- [AIM]
Return all of the entries below line for line, with nothing changed except that the pictures are left out.

Dataset excerpt
++++++

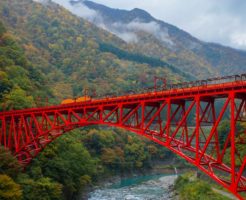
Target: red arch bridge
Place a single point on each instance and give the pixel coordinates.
(184, 118)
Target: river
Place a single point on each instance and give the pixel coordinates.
(154, 187)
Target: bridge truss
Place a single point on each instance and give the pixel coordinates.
(184, 120)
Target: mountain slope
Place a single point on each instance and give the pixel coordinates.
(153, 37)
(66, 49)
(20, 82)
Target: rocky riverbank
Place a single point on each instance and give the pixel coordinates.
(156, 187)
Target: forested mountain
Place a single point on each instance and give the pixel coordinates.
(45, 51)
(153, 37)
(20, 81)
(67, 50)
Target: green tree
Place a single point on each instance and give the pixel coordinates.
(9, 190)
(18, 99)
(41, 189)
(9, 164)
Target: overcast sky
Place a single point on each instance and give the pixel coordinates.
(221, 21)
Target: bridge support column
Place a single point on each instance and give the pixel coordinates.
(232, 98)
(197, 99)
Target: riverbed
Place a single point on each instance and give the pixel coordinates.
(154, 187)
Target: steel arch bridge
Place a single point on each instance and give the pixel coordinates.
(183, 119)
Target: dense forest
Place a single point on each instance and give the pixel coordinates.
(74, 161)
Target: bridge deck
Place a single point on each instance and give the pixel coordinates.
(207, 91)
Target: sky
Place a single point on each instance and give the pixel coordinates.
(220, 21)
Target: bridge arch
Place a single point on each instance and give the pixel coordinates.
(175, 119)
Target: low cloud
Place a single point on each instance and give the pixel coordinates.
(212, 21)
(127, 32)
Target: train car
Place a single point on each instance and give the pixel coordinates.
(77, 100)
(68, 101)
(83, 99)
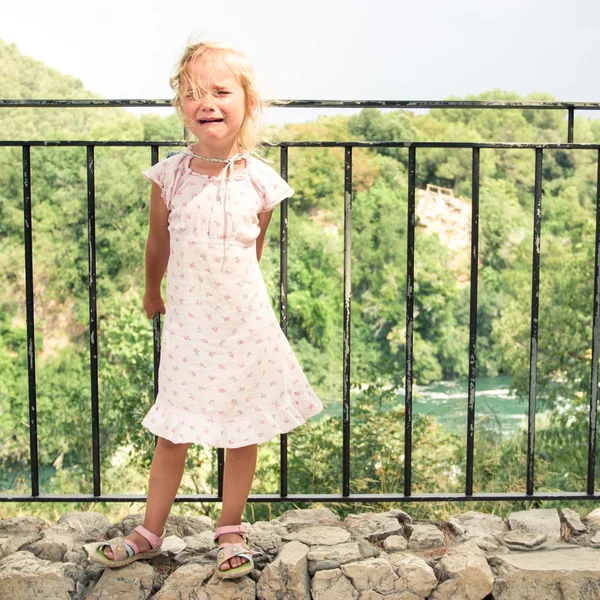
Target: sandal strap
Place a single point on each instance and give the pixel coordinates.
(227, 551)
(118, 547)
(154, 540)
(239, 529)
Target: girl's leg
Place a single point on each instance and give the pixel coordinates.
(165, 476)
(240, 464)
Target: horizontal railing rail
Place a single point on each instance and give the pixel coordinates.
(412, 147)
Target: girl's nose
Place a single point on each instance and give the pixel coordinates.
(206, 103)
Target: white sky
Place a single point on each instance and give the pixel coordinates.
(323, 49)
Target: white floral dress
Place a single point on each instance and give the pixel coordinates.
(227, 377)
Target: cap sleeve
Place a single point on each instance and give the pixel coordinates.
(165, 174)
(272, 188)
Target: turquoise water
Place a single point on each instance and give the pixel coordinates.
(495, 407)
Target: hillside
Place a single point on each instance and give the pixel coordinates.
(315, 300)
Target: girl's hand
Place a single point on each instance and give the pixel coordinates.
(154, 304)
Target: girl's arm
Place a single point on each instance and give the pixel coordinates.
(157, 253)
(263, 221)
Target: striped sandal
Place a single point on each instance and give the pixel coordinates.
(227, 551)
(126, 552)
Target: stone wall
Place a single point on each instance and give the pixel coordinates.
(312, 554)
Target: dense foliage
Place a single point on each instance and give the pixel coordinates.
(316, 225)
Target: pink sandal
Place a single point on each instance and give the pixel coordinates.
(229, 550)
(126, 552)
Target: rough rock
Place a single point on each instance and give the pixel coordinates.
(519, 540)
(193, 582)
(322, 535)
(572, 521)
(564, 574)
(88, 526)
(374, 574)
(477, 526)
(595, 540)
(424, 536)
(56, 541)
(134, 582)
(327, 557)
(267, 537)
(374, 527)
(464, 574)
(294, 519)
(25, 577)
(16, 533)
(593, 519)
(416, 579)
(290, 566)
(332, 585)
(544, 521)
(195, 545)
(395, 543)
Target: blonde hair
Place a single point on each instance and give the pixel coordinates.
(182, 84)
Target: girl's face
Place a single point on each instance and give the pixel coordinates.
(214, 113)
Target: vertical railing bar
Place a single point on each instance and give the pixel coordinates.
(156, 318)
(570, 125)
(410, 297)
(30, 312)
(535, 299)
(595, 344)
(93, 318)
(473, 321)
(347, 318)
(220, 470)
(283, 276)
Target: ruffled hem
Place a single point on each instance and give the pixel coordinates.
(182, 429)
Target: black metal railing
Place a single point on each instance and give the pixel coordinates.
(412, 147)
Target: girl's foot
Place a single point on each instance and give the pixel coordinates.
(236, 561)
(141, 542)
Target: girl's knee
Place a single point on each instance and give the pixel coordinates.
(169, 445)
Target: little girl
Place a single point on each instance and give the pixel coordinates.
(228, 377)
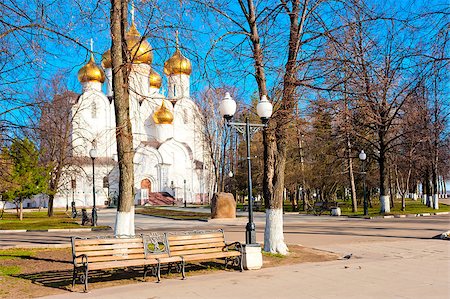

++++++

- [RESULT]
Target: red arch bridge
Place a single point on each instance and give the pixel coordinates.
(184, 118)
Target: river
Place a single point on each instance and give the pixel coordinates.
(154, 187)
Target: bridge truss
Place a single point on each instance and give the pixel coordinates.
(184, 120)
Target: mountain slope
Place a single point on each instance and give the pixel coordinates.
(153, 37)
(66, 49)
(20, 82)
Target: rocky riverbank
Place a single point on each instance and give the pixel coordinates.
(156, 187)
Target: forested mountain
Place a single point on each instance and give the pixel coordinates.
(45, 51)
(153, 37)
(20, 81)
(67, 50)
Target: green tree
Place a single point on each instance and give the pixel coordinates.
(9, 190)
(18, 99)
(41, 189)
(9, 164)
Target: overcast sky
Place a single point on each instance and give the pixel coordinates.
(221, 21)
Target: bridge support column
Place a single point on each instance and give the pixel coordinates.
(232, 98)
(197, 99)
Target: riverbed
Place a single point on each instance and give the pixel coordinates.
(154, 187)
Target: steel arch bridge
Place a single point on each instance and give the pixel coordinates.
(183, 119)
Target: dense forest
Place a single point on each instance and give the pixel coordinates.
(74, 161)
Target: bridge deck
Place a single point on each instance and give the pixel coordinates.
(207, 91)
Target: sky
Place a single point on each instance and give the pixel coordinates.
(220, 21)
Target: bridge arch
Place a single point on each instance and give the pixel coordinates.
(175, 119)
Target: low cloud
Place a single point on each instance and give the pixel coordinates.
(212, 21)
(127, 32)
Target: train car
Place a single point on each instance and give the pixel coordinates.
(77, 100)
(68, 101)
(83, 99)
Target: sandal strap
Place a single point on each instance and give the pixel coordinates.
(227, 551)
(118, 547)
(154, 540)
(239, 529)
Target: girl's leg
Place a single point on each instance and give the pixel coordinates.
(165, 476)
(240, 464)
Target: horizontal railing rail
Place a single point on each instance and give the pixel coordinates.
(412, 147)
Target: girl's nose
Place a single point on each instance and give the pixel coordinates.
(206, 103)
Target: white sky
Place a single point on each instance and give the pixel coordinates.
(323, 49)
Target: white floral dress
Place a single point on each instance and give the pixel coordinates.
(227, 377)
Target: cap sleeve
Place a single point on each instance and give the pixel coordinates.
(165, 174)
(272, 188)
Target: turquoise water
Place a single point on each instance and give the pixel coordinates.
(495, 407)
Target: hillside
Place a single point on each instance and give the pixel coordinates.
(315, 300)
Target: girl's hand
Place a single point on each instance and give the pixel coordinates.
(154, 304)
Target: girl's arm
Place a single point on each instance and give the pixel coordinates.
(157, 253)
(263, 221)
Target: striped sandal
Place a single point on each instance and give the pixel coordinates.
(227, 551)
(126, 552)
Target: stone wall
Place a single point on each instance and give the pixel coordinates.
(312, 554)
Target: dense foliage
Place a single point on each instance and give the pixel coordinates.
(316, 225)
Target: pink sandal
Place a single point on each instance and give the pixel coordinates.
(229, 550)
(126, 552)
Target: rough rock
Place a single point on each instance and give the pixel coordinates.
(519, 540)
(193, 582)
(322, 535)
(572, 521)
(564, 574)
(88, 526)
(374, 574)
(477, 526)
(595, 540)
(424, 536)
(56, 541)
(134, 582)
(327, 557)
(267, 537)
(374, 527)
(464, 574)
(294, 519)
(25, 577)
(16, 533)
(593, 519)
(416, 579)
(290, 566)
(332, 585)
(544, 521)
(195, 545)
(395, 543)
Target: blonde hair
Place a single point on each instance and give the pixel coordinates.
(182, 84)
Target: girl's face
Place a single point on each instance and give the pixel coordinates.
(214, 113)
Target: vertical railing bar
Place a single point on each instance and give the pixel coordinates.
(156, 318)
(570, 125)
(410, 297)
(30, 312)
(535, 299)
(595, 344)
(93, 318)
(473, 321)
(347, 318)
(220, 470)
(283, 276)
Target: ruffled hem
Place a single point on each instance and give the pixel coordinates.
(182, 429)
Target: black metal railing
Place a single point on each instance and give the pixel coordinates.
(412, 147)
Target: girl's foot
Place a single point on each instance and give the pixel coordinates.
(236, 561)
(141, 542)
Target: girl's knee
Place a single point on each instance and give the pixel coordinates.
(169, 445)
Target: little girl
Place a single point on each instance and give the pixel coordinates.
(228, 377)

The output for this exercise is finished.